* Task brief
Copy out all of the material. Every line must match the original.

* Exercise data
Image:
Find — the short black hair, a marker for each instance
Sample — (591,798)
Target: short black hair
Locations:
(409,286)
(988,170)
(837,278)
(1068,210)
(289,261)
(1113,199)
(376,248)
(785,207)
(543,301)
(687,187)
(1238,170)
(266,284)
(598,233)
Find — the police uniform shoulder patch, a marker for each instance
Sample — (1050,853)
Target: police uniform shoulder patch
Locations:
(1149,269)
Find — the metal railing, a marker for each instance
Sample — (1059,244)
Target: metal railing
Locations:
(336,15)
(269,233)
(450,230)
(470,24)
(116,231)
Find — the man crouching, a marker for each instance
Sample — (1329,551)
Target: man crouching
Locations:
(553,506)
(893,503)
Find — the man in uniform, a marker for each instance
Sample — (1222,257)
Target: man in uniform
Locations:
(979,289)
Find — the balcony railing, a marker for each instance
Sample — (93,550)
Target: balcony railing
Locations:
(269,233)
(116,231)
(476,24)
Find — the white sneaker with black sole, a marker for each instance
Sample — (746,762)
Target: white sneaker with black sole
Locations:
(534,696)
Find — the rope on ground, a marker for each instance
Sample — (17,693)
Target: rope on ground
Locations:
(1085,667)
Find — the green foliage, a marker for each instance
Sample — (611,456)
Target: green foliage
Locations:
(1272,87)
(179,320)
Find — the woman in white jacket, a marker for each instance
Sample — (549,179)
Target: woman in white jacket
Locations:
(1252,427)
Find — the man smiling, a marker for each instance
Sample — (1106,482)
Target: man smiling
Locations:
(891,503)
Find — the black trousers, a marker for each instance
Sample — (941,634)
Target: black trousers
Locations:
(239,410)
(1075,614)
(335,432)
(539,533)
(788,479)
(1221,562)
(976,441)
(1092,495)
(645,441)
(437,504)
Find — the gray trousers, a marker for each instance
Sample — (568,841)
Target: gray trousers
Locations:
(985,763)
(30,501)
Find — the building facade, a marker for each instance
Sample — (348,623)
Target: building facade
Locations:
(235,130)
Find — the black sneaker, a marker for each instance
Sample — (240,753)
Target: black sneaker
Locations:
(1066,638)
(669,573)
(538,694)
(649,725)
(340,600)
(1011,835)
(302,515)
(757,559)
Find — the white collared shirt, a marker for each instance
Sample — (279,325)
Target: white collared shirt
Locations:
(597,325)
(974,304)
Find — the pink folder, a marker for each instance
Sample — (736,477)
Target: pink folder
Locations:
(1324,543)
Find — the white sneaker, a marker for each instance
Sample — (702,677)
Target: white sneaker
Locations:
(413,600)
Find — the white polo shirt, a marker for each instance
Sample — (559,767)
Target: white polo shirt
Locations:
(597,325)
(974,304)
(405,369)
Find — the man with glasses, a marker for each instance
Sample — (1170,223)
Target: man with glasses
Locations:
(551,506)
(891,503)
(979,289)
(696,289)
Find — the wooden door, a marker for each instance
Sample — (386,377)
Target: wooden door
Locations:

* Answer below
Image:
Find — the short black hair, a marker for each instance
Sample — (591,798)
Target: short black hair
Locations:
(409,286)
(988,170)
(837,278)
(1068,210)
(289,261)
(1113,199)
(376,248)
(785,207)
(543,301)
(687,187)
(1238,170)
(266,284)
(598,233)
Find — the police uniform shoulder patch, a marker for each instance
Sample — (1050,853)
Target: police uniform shoulder patch
Locations:
(1149,269)
Find — the metal railing, a marker for each instance
Sample — (1059,244)
Target: metal railing
Locations:
(336,15)
(269,233)
(450,230)
(470,24)
(116,231)
Find — the man crouching, a marker for each instance
Sample — (1329,551)
Target: man crouching
Locations:
(553,506)
(893,503)
Find — the man in uniform, a marker for each instance
Sample — (1222,257)
Target: man in uniform
Locations:
(979,289)
Find — the balcony railing, a marker for each instance
Sample — (93,550)
Target: balcony railing
Locations:
(269,233)
(116,231)
(476,24)
Find — the white sneaker with black sole, a marker for each instance
Sample — (746,762)
Target: white sneaker with black sole
Locations:
(534,696)
Find — the rope on ground, a marker for each instance
Sample — (17,693)
Target: rope on ground
Locations:
(1085,667)
Find — the green foliage, a marker for each instance
Sample — (611,456)
Target: green foliage
Locations:
(1272,87)
(179,320)
Find — the woman in white jacket, a marker for each instance
Sample — (549,179)
Target: woman in white jacket
Locations:
(1252,427)
Find — the man smiling, a marker for each instance
Sample — (1106,482)
Target: man smiling
Locations:
(891,503)
Find — the black trousers, a marker for each instance
Sample — (941,634)
Target: black trousers
Locations:
(239,410)
(1075,614)
(335,432)
(539,533)
(788,479)
(1221,562)
(976,441)
(1092,495)
(645,441)
(437,504)
Find — the gray trousers, a marker for each instance
Sample — (568,841)
Target: gray trousers
Locations:
(985,763)
(30,501)
Find — the building facade, a marker for each instance
Sample — (348,623)
Target: building facade
Locations:
(235,130)
Find — the black sneaker, a marker for each instance
Sample — (240,753)
Target: black sneaker
Locations:
(1066,638)
(669,573)
(538,694)
(649,725)
(340,600)
(1011,835)
(302,515)
(757,559)
Find — the white collared shirt, a marker for each instance
Sample — (279,325)
Target: white collared shirt
Locations:
(597,325)
(974,304)
Find — the pink folder, a marker for each instance
Sample — (736,477)
Target: pink folder
Locations:
(1324,543)
Find — the white sneaker, a marker for each instance
Sample — (702,677)
Target: white sneaker
Locations:
(413,600)
Find — the white polo shirt, a marker for each instance
Sample — (559,767)
Target: white polo shirt
Locations:
(597,325)
(974,304)
(405,369)
Find — the man with glasses, a marker for each instance
Sample — (1170,223)
Target: man with glasses
Locations:
(551,506)
(891,503)
(979,289)
(696,289)
Find — the wooden door, a marker for each instance
Sample — (386,377)
Target: wooden door
Locations:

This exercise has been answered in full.